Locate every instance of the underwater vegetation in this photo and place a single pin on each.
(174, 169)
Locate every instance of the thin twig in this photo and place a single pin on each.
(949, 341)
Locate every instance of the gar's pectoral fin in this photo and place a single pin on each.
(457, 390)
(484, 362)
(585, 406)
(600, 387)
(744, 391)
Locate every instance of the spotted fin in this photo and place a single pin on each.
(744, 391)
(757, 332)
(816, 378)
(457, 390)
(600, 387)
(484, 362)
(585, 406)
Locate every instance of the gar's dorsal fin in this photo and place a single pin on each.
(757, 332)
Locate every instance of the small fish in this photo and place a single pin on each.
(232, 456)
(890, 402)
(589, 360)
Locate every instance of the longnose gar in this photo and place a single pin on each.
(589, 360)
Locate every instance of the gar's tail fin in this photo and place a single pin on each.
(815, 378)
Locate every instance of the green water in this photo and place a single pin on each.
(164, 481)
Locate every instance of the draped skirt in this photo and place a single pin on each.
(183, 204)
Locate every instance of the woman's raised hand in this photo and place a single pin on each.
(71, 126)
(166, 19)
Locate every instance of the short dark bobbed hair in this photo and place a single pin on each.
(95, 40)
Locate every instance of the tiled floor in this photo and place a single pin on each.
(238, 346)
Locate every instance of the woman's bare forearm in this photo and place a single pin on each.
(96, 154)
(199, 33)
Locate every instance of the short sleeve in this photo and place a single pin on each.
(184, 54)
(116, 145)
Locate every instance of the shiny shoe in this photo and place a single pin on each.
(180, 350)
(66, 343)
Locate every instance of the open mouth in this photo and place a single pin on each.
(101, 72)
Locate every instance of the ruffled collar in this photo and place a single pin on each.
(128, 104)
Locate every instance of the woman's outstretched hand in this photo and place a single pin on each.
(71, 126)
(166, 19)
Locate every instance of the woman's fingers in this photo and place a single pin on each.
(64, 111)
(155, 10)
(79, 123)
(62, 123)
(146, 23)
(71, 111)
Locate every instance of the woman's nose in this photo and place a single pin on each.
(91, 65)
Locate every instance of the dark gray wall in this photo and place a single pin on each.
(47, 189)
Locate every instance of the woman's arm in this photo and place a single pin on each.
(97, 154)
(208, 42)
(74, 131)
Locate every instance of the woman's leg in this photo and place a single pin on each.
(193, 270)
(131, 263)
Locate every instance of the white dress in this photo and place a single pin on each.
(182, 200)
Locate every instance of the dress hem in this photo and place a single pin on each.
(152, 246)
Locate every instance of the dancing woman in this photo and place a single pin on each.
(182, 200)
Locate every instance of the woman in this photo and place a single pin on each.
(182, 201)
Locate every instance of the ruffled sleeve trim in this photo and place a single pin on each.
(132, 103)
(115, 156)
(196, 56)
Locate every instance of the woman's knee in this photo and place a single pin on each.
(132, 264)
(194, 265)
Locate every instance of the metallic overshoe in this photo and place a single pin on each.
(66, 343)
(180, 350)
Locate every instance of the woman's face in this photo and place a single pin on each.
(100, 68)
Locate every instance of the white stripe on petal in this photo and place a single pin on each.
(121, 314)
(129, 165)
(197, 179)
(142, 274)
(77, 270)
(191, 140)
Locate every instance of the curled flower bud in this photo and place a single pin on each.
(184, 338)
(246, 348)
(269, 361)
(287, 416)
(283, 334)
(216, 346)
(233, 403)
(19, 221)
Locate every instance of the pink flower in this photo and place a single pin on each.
####
Copy the data above in full, character for character.

### COMPLETE OUTPUT
Locate every instance of the underwater vegetation in this photo and place a single pin on each.
(174, 169)
Locate every instance of the thin twig in this photo and place a single pin on each.
(949, 341)
Locate every instance of the gar's pectoral fin in this photo and place a single pin on each.
(457, 390)
(484, 362)
(585, 406)
(600, 387)
(744, 391)
Locate every instance of the spotted fin in this photo and place a single pin on each.
(744, 391)
(757, 332)
(816, 378)
(457, 390)
(600, 387)
(484, 362)
(585, 406)
Locate every instance of the gar's dorsal fin in this photo and place a single pin on each.
(757, 332)
Locate every instance of the small fish in this photo and place a single pin on each.
(232, 456)
(890, 402)
(589, 360)
Locate every instance of the longnose gar in this photo and place a single pin on each.
(589, 360)
Locate every instance of the gar's tail fin in this photo and place a single pin on each.
(815, 378)
Locate every instance of the green water in this photo and place a single pin on each.
(164, 481)
Locate every instance of the draped skirt in this photo and place a single pin on each.
(183, 204)
Locate every instance of the woman's raised hand in this photo and place a single pin on each.
(71, 126)
(166, 19)
Locate every instance of the short dark bobbed hair in this photo and place a single pin on each.
(95, 40)
Locate every instance of the tiled floor in this photo and place a single pin on each.
(238, 346)
Locate every instance of the woman's bare forearm in this photo and place a single pin on each.
(96, 154)
(199, 33)
Locate every instance of the short sleeve in this photo and place a single pin on each.
(184, 54)
(116, 145)
Locate every instance of the shiny shoe in this photo and place a single pin on each.
(180, 350)
(66, 343)
Locate every instance of the open mouth in this photo and place a single pin on each.
(101, 72)
Locate every instance of the ruffled collar in this photo and place a single pin on each.
(128, 104)
Locate every instance of the woman's outstretched hand in this photo and place a single pin on each.
(71, 126)
(166, 19)
Locate every instance of the woman's fingers in this photo and place a single pin on each.
(64, 111)
(155, 10)
(79, 123)
(62, 123)
(146, 23)
(71, 111)
Locate every instance of the woman's nose in this photo and place a single pin on each.
(91, 65)
Locate every instance of the dark gray wall in this photo and place a single pin on each.
(47, 189)
Locate every instance of the woman's arm in this photo and place a single pin on each.
(97, 154)
(208, 42)
(74, 131)
Locate every instance of the woman's leg in this photo and place a single pin on each.
(193, 270)
(131, 263)
Locate every instance of the white dress in this photo and place a single pin on each.
(182, 200)
Locate every instance of the dress hem in this photo and place a single pin on each.
(152, 246)
Locate every instance of the dancing woman in this photo and place a single pin on each.
(182, 200)
Locate every instance of the woman in this photo and place a single pin on each.
(182, 201)
Locate every instance of the ruffled sleeve trim in this photo and place a single pin on each.
(132, 103)
(115, 156)
(196, 56)
Locate every instance of the woman's knee in this photo and place a single pin on each.
(132, 264)
(194, 265)
Locate every instance of the metallic overshoe in this photo and place a single pin on each.
(66, 343)
(180, 350)
Locate every instance of the woman's face in this photo and place a single pin on each.
(100, 68)
Locate every instance of the white stripe on petal in this photo and place a single pin on each.
(121, 314)
(129, 165)
(197, 179)
(142, 274)
(77, 270)
(191, 140)
Locate every instance of the curled flower bud in this photo and place a single pin on each.
(184, 338)
(246, 348)
(269, 361)
(287, 416)
(283, 334)
(216, 346)
(233, 403)
(19, 221)
Locate every instance of the pink flower in this photo and place a single pin on each.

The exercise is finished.